DATA TO EXAMINE Block Start
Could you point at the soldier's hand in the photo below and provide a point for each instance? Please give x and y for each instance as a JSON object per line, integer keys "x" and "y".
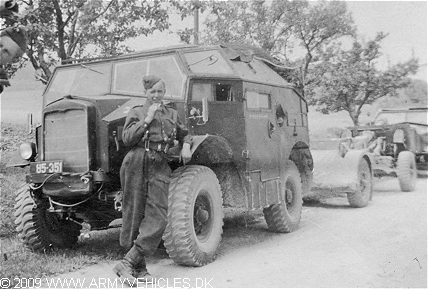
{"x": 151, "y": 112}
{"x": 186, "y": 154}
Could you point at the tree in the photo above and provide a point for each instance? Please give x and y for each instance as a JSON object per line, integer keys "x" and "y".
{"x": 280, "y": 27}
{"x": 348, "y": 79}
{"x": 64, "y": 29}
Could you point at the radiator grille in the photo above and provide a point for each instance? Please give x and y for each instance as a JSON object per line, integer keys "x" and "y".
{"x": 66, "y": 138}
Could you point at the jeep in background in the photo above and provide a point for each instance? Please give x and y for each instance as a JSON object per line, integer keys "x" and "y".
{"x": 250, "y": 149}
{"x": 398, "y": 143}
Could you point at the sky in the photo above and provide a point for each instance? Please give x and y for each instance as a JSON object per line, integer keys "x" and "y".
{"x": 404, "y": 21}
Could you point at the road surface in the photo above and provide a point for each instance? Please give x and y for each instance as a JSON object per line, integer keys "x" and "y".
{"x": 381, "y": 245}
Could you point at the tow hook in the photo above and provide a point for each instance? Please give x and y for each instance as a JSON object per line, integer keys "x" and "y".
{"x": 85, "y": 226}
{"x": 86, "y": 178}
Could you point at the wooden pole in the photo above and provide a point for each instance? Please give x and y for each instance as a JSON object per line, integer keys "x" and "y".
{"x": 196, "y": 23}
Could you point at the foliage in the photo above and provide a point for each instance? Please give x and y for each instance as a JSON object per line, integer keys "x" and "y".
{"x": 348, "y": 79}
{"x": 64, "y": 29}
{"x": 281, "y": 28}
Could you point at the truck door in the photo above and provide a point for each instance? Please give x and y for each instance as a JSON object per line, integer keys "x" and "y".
DATA TO EXAMINE Block End
◆ ABOUT THIS TASK ◆
Retype all the entries exactly; drop the pictures.

◆ WRITTEN REPLY ◆
Could you point at the soldier's hand in the photo below and provide a point for each instance? Please give x and y for each instance as a JSON object per line, integer keys "x" and "y".
{"x": 151, "y": 112}
{"x": 186, "y": 154}
Could you point at the tree in the photo above and provide a point for each instance? Please give x and y for each instance as a JSON object per line, integer keys "x" and "y".
{"x": 280, "y": 27}
{"x": 348, "y": 79}
{"x": 64, "y": 29}
Could you point at the radiator grille in the photo above and provide a point for each instance? Please give x and y for each instance as a JSON object per line, integer keys "x" and "y".
{"x": 66, "y": 138}
Could you point at the jeep in background in the photo above and provide a point for each instance? Please give x and y for each instance as a JSON object per line, integer keys "x" and "y".
{"x": 250, "y": 149}
{"x": 398, "y": 143}
Could you point at the sky in the photo above and provide a point for each instance? Please give x and y for each instance as a JSON object per line, integer keys "x" and "y".
{"x": 404, "y": 21}
Could you point at the road surface in the photo above and provide a point for each instance? Please give x and y for each instance as a JSON object per line, integer keys "x" and "y".
{"x": 381, "y": 245}
Could you point at the tow hook in the photo above and provide a point for each instance? Please give x and y for each instance as a JSON object per line, integer keys "x" and "y".
{"x": 85, "y": 226}
{"x": 86, "y": 178}
Could you point at the wooden pole in the photo above and provide a point for each instance? Please give x and y for each instance as a JSON object per line, integer keys "x" and "y".
{"x": 196, "y": 23}
Could you point at the foliage in the photo above and provide a point for each instance? Please give x and y for each instance as a JSON object per line, integer keys "x" and "y".
{"x": 348, "y": 79}
{"x": 64, "y": 29}
{"x": 281, "y": 28}
Could you point at the truck door in the photo above and provide a point for each instance? Please give x and y for each instance as a JSON object per line, integer keys "x" and "y".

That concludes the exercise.